§ Tarefas propostas
- a) Devolva o trecho do artigo sobre seguir Jesus começando em "Em casa de Simão, no" e seguindo até "(Mt 8, 20).".
- b) No artigo sobre seguir Jesus, que virtude se revela decisiva diante das dificuldades do caminho junto de Jesus?

§ Artigo
- - - - - - -

Em casa de Simão, no umbral da porta, Jesus acaba de curar muitos doentes, além de ter expulsado outros tantos demônios. É a hora de passar para a outra margem do lago quando se aproxima um escriba, deslumbrado talvez por todos esses prodígios e diz: “Mestre, seguir-te-ei para onde quer que fores” (Mt 8, 19). Que intenções havia no fundo do coração daquele homem? Até que ponto percebia o que representava seguir o Mestre? Sabemos apenas o que Jesus respondeu: “As raposas têm suas tocas e as aves do céu, seus ninhos, mas o Filho do Homem não tem onde repousar a cabeça” (Mt 8, 20).
Embora à primeira vista estas palavras possam parecer duras, quase decepcionantes para qualquer pessoa, tudo depende do que o escriba estivesse procurando em Cristo. Os apóstolos, certamente, ouviram respostas semelhantes e, mais do que uma advertência ou um não, descobriram nela um convite. Compreende-se assim, por exemplo, que Pedro, João e Tiago deixassem “todas as coisas” quando Jesus os chamou ao terminar a jornada de trabalho (cfr Lc. 5, 11), ou que Mateus fizesse a mesma coisa quando o Senhor foi procurá-lo onde ele cobrava impostos (cfr. Lc 5, 18). Os apóstolos percebem que, embora não ter “onde reclinar a cabeça” possa implicar muito sacrifício, tudo é pouco comparado com uma vida junto de Jesus.
O Senhor fala, pois, com energia, porque não quer que este homem se engane, pensando que está abraçando um projeto fantasioso, no qual tudo irá sempre de vento em popa. Porque no caminho junto de Jesus, as dificuldades – o cansaço, os defeitos próprios ou alheios, as incompreensões, os mal-entendidos – pesam, muitas vezes, mais do que pensávamos. E é então que a virtude da fortaleza, elevada pela graça divina, revela-se decisiva: dá-nos as armas para que nossos desejos de seguir a Jesus “para onde quer que Ele for” seja maior do que qualquer obstáculo.

- - - - - - -

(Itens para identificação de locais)

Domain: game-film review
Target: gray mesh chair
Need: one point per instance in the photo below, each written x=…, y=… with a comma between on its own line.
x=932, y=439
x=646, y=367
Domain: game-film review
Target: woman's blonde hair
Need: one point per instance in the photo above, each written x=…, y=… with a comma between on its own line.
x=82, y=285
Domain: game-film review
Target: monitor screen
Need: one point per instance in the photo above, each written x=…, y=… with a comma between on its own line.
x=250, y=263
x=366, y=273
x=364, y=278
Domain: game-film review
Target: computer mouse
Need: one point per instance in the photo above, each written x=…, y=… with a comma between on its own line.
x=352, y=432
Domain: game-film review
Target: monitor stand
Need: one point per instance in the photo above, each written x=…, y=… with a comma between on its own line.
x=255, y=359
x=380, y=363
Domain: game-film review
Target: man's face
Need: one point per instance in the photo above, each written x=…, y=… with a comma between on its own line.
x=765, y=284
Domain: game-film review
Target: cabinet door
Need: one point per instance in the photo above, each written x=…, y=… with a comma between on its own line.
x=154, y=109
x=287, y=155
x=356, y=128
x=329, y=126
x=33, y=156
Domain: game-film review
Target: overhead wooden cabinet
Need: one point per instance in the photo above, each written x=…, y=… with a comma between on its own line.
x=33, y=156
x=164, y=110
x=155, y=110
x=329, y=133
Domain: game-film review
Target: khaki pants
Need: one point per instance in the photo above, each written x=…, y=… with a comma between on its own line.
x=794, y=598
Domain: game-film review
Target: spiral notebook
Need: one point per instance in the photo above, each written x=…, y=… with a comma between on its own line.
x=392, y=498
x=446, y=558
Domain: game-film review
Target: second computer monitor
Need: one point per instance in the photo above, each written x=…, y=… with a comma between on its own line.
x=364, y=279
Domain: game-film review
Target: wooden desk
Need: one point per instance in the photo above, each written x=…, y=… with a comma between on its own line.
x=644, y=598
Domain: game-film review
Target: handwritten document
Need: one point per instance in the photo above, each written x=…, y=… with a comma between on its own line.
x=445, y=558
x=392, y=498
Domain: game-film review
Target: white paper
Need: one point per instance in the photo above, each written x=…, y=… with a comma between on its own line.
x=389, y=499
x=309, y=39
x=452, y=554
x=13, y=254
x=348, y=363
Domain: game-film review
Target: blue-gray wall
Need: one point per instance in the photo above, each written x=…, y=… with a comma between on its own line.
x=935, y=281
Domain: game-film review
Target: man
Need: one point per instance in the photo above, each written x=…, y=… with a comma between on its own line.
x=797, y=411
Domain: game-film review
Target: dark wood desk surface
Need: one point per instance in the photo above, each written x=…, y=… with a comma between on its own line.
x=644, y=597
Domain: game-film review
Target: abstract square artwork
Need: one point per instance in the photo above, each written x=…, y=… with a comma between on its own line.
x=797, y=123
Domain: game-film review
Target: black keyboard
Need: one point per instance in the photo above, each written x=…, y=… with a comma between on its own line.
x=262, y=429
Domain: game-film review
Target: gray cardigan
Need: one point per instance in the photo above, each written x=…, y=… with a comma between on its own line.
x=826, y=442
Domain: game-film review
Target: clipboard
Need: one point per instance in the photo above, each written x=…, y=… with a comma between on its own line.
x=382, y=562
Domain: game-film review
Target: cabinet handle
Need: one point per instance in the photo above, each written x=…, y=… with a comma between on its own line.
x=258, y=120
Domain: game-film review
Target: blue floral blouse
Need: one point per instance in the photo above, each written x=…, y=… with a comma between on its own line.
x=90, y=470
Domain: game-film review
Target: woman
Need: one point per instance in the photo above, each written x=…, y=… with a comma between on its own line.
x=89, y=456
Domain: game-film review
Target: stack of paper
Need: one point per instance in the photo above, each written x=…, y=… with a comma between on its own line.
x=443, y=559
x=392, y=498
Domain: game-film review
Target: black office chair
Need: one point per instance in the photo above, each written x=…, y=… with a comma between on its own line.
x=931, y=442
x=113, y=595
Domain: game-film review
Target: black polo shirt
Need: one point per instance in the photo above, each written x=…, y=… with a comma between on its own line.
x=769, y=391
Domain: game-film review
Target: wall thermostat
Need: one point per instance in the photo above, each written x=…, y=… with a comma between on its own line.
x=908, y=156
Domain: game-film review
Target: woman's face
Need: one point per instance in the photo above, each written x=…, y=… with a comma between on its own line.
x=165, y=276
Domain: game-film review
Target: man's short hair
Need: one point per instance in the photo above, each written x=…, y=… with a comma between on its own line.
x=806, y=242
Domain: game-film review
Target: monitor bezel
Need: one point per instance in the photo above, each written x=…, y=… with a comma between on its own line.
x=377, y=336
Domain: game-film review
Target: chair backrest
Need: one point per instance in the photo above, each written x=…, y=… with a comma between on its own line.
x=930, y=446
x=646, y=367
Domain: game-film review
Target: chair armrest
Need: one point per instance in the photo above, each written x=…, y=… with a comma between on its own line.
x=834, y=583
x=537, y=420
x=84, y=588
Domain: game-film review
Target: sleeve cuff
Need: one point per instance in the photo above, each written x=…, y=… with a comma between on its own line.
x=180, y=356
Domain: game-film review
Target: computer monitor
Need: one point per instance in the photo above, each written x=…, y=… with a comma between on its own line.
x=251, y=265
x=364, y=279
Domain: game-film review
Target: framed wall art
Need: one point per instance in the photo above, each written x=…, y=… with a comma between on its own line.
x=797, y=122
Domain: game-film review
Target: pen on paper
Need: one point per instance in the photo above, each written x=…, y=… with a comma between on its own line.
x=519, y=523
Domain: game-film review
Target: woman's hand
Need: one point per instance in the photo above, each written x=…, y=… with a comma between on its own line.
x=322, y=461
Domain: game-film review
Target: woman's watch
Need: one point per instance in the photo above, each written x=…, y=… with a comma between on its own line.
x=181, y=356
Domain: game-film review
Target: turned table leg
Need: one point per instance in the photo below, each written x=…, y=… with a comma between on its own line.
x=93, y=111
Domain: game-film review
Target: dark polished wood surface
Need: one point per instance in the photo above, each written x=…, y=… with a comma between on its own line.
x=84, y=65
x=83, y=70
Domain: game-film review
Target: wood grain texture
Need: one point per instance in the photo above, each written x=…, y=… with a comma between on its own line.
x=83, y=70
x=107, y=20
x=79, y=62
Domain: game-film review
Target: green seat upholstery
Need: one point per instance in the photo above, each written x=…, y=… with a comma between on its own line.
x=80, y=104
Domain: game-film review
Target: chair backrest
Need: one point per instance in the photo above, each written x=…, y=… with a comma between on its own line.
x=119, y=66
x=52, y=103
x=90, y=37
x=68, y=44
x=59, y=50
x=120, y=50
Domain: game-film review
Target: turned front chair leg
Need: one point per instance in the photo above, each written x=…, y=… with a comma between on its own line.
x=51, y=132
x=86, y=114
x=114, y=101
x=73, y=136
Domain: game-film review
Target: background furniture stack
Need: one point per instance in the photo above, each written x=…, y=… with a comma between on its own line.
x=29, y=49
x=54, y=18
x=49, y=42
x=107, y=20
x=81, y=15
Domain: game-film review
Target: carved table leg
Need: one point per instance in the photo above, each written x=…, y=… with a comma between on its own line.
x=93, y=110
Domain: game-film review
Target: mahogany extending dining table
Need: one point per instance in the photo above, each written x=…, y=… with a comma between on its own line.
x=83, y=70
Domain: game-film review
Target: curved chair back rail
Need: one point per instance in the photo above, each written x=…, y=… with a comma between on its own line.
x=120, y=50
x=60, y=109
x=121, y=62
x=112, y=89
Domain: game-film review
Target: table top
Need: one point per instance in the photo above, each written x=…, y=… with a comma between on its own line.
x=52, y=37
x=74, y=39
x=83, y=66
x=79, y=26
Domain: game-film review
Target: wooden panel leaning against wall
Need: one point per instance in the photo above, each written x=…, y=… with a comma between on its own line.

- - - - - - -

§ Resultados do exercício
- a)
Em casa de Simão, no umbral da porta, Jesus acaba de curar muitos doentes, além de ter expulsado outros tantos demônios. É a hora de passar para a outra margem do lago quando se aproxima um escriba, deslumbrado talvez por todos esses prodígios e diz: “Mestre, seguir-te-ei para onde quer que fores” (Mt 8, 19). Que intenções havia no fundo do coração daquele homem? Até que ponto percebia o que representava seguir o Mestre? Sabemos apenas o que Jesus respondeu: “As raposas têm suas tocas e as aves do céu, seus ninhos, mas o Filho do Homem não tem onde repousar a cabeça” (Mt 8, 20).

- b) A virtude da fortaleza, elevada pela graça divina.